:: Information given

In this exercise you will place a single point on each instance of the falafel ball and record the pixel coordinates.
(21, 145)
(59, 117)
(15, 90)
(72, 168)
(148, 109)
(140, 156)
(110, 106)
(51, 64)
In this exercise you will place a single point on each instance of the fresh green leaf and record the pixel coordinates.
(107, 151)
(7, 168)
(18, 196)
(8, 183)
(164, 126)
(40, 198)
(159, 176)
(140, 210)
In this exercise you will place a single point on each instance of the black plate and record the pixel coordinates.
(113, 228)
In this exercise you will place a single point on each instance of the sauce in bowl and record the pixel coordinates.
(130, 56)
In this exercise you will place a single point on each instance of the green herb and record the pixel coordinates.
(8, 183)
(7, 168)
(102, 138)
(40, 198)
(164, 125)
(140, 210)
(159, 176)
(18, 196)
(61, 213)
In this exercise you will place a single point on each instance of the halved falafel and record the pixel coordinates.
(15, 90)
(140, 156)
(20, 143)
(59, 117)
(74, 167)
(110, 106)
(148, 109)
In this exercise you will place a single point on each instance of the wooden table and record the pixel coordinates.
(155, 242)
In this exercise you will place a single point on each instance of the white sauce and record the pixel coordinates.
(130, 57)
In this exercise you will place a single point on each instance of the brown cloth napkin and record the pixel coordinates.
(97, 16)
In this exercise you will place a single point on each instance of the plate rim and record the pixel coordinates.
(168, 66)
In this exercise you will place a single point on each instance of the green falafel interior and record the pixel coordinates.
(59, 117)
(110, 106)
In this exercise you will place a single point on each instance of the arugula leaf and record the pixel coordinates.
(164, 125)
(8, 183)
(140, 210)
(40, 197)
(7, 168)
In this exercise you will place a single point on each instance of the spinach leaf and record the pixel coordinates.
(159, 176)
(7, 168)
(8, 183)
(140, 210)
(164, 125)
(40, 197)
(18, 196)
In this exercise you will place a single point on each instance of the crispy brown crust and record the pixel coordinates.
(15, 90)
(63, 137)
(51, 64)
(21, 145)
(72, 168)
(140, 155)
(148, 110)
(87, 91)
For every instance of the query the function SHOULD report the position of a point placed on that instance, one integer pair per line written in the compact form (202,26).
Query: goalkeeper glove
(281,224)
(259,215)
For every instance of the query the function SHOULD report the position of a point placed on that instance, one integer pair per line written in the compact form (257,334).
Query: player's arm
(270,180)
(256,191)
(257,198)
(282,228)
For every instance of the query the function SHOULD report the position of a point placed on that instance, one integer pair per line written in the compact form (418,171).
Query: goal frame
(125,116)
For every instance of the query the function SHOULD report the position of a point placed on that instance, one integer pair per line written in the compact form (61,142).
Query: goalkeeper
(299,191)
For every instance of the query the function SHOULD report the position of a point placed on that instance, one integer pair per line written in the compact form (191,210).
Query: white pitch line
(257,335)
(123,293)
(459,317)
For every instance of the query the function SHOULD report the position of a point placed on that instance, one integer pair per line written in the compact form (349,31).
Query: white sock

::::

Please give back all of the records exactly as written.

In this exercise you will place a single point on each instance of the falafel ball and record the pixel coordinates.
(21, 145)
(59, 117)
(15, 90)
(72, 168)
(148, 109)
(140, 156)
(110, 106)
(51, 64)
In this exercise you will place a single point on each instance of the fresh green leaf and record the pixel coordinates.
(107, 151)
(7, 168)
(18, 196)
(8, 183)
(164, 126)
(40, 198)
(159, 176)
(140, 210)
In this exercise you will place a single point on each instance of the black plate and record the pixel coordinates.
(113, 228)
In this exercise you will place a single point on each instance of the sauce in bowl and record the pixel coordinates.
(130, 56)
In this exercise you will place a single point on each instance of the green herb and record the pixel coordinates.
(8, 183)
(7, 168)
(102, 138)
(40, 198)
(164, 125)
(140, 210)
(159, 176)
(18, 196)
(61, 213)
In this exercise you will place a single point on each instance of the halved falafel and record the pixel coordinates.
(15, 90)
(140, 156)
(20, 143)
(59, 117)
(74, 167)
(110, 106)
(148, 109)
In this exercise you will place a single point on each instance of the wooden table and record the pixel coordinates.
(155, 242)
In this exercise you will place a single point on each instance of the white sauce and record the pixel coordinates.
(130, 57)
In this exercise you will place a single point on each instance of the brown cloth napkin and record the pixel coordinates.
(97, 16)
In this exercise you will place a single point on each instance of the plate rim and record the pixel coordinates.
(168, 66)
In this exercise you will place a single point on each instance of the green falafel interior and record the pixel coordinates.
(59, 117)
(110, 106)
In this exercise you will place a single point on each instance of the arugula leaf and record the pixel coordinates.
(164, 125)
(8, 183)
(140, 210)
(40, 197)
(7, 168)
In this exercise you will place a single point on each instance of the spinach leaf and record the pixel coordinates.
(159, 176)
(7, 168)
(8, 183)
(140, 210)
(164, 125)
(40, 197)
(18, 196)
In this exercise you will place a single point on each instance of the crispy brown crust and record the pixel coordinates.
(15, 90)
(63, 137)
(51, 64)
(21, 145)
(72, 168)
(140, 155)
(148, 110)
(87, 91)
For every instance of the query the function SHOULD report the position of a point placed on that instance, one integer pair per line written in the compact form (202,26).
Query: goalkeeper glove
(281,224)
(259,215)
For every instance of the query the function SHOULD report the position of a point placed on that instance, one integer pair per line written in the compact form (257,334).
Query: player's arm
(270,180)
(256,191)
(257,198)
(282,228)
For every instance of the query the function SHOULD report the position of a point placed on that instance, one integer pair per line written in the compact form (418,171).
Query: goal frame
(125,116)
For every instance of the query the function SHOULD report the position of a point placed on that instance, one integer pair per line written in the compact form (61,142).
Query: goalkeeper
(299,191)
For every instance of the query the function SHOULD report the position of a point placed on that instance, one integer pair per line written in the compact form (191,210).
Query: white pitch line
(257,335)
(123,293)
(459,317)
For every instance of the query the function SHOULD report the position of a point placed on that instance, one integer pair per line written in the compact form (349,31).
Query: white sock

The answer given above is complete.